Sunday school underway at the Al-Mahdi Foundation mosque on Brooklyn’s Coney Island Avenue (Photo: Meghnad Bose)

A Sunday Children’s Quiz With a Twist, Ft. Imams, Namaz & Ethics

Sunday school underway at the Al-Mahdi Foundation mosque on Brooklyn’s Coney Island Avenue (Photo: Meghnad Bose)
Sunday school underway at the Al-Mahdi Foundation mosque on Brooklyn’s Coney Island Avenue (Photo: Meghnad Bose)

NEW YORK — A children’s quiz is on, in full swing. A dozen or so kids are seated on the floor in a semicircle in front of the quizmaster, answering his questions with aplomb. The rapid-fire questions, however, are not about current affairs or state capitals. Instead, they are about the names of revered imams and types of Muslim prayers.

It’s Sunday school at the Al-Mahdi Foundation mosque on Brooklyn’s Coney Island Avenue, and the children are being quizzed about their knowledge of Islam and Shia history.

They are asked to name the five pillars of Islam. “Who will count them for me?” enquires the quizmaster, Dr. Sakhawat Hussain, the founder of the Al-Mahdi Foundation. The children are eager to respond.

Nine-year-old Syed Mujtaba Haider says this is what he likes most about Sunday school at the masjid. She is particularly fond of the imam, whom she calls Maulana, meaning a learned Muslim scholar. “It’s fun, reading the Koran and answering Maulana’s questions. So, you can have more knowledge,” says the fourth-grader, rather knowledgeably.

Ameer Qaim Raza is a year older than Mujtaba. He’s come all the way from Staten Island. Why make the trip to Brooklyn every Sunday? “Because I get to see my friends and we get to read the Koran,” he says.

The quiz continues. “What is the meaning of roza?” “Fasting,” answer the kids. There are around nine boys, and three young hijab-clad girls.

“Which month is obligatory to fast?” The children respond immediately, “Ramadan.”

▸ INFORMATION SUPPLIED:
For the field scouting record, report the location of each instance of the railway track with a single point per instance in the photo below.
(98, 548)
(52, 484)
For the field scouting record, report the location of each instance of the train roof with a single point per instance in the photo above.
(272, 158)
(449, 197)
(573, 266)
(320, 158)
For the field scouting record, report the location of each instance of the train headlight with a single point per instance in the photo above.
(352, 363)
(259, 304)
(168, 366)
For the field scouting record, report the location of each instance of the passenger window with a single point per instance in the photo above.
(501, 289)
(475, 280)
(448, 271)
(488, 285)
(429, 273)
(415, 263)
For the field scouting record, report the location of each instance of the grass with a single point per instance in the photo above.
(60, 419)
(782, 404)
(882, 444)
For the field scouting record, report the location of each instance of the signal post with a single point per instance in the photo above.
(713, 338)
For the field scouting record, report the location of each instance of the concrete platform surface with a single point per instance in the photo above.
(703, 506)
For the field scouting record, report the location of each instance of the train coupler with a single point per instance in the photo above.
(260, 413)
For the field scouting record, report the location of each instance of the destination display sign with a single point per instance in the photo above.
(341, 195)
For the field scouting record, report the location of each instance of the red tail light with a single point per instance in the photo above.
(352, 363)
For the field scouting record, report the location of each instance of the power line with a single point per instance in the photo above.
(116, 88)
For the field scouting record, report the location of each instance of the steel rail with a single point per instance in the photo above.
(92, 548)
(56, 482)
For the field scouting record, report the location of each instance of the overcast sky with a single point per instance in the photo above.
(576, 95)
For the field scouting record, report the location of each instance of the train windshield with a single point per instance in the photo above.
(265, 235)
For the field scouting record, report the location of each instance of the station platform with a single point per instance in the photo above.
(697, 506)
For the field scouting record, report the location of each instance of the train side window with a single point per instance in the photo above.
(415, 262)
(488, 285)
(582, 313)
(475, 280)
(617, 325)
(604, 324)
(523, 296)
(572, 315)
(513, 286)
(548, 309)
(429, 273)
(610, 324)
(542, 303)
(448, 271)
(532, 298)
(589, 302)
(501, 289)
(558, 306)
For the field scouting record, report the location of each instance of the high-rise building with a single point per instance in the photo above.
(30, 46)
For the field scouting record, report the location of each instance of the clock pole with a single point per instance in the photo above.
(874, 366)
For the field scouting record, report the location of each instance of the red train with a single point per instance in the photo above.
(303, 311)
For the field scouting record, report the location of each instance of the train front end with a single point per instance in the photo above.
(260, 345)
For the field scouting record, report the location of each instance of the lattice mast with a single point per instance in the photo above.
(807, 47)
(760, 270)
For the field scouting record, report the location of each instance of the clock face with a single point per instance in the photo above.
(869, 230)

▸ REQUESTS:
1 – Answer these from the Sunday school article:
(a) Who is the quizmaster?
(b) Where has Ameer Qaim Raza come from?
(c) Which month do the children name as obligatory for fasting?
2 – Please carry the Sunday school article on from its last line.
The records have no connection to the Sunday school article.

▸ RESPONSES PER TASK:
1 –
(a) Dr. Sakhawat Hussain, the founder of the Al-Mahdi Foundation.
(b) Staten Island.
(c) Ramadan.

2 –
Can they name the five types of namaz or prayers Muslims are “obligated to perform everyday”? Yes, they can.

As the children continue answering his questions correctly, Hussain says, “You guys are getting expert, Mashallah (Allah has willed it). Your class is very successful today.”

“Can anyone name the 12 imams?” Unlike many of the other questions that would be applicable to all Muslims, this question is specific to the Shia fold, to which the maulana and his students belong.

“Imam Ali Alaihis Salam…Imam Hasan Alaihis Salam…Imam Hussain Alaihis Salam…,” the maulana and his students echo one another and go through the list of twelve. The “Alaihis Salam” said at the end of each name stands for “Peace be upon him,” an Islamic honorific used after naming holy figures.

They must know the names of the twelve imams, the maulana reminds his class. “Even if you are sleeping, and you woke up, and someone says, can you tell me the names of the twelve imams, (you should) say yes,” he tells them.

Interspersed in between the Q&A are lessons in ethics and morality from the quizmaster.

In the middle of his quiz, for example, Hussain says, “We are obligated to stop community members from committing sins – when someone is cheating, abusing, lying.” He adds, “But always be humble, be polite. Don’t get aggressive – Islam is peace, tolerance, forgiveness, love and harmony, politeness, this is Islam.”

Muhammad Danial Raza, a 15-year-old who had also come from Staten Island, said that hearing the line about Islam being a religion of peace and harmony made him happy. “It is, it’s true,” he tells me. “Islam is peace. It’s a good religion.”

Hussain cautions the children, “Do not become addicted to getting revenge.”

“I kind of get angry to people sometimes,” six-year-old Zamin Raza tells me.

“But Maulana said to be kind, right?” I ask him.

“Yes,” Zamin admits.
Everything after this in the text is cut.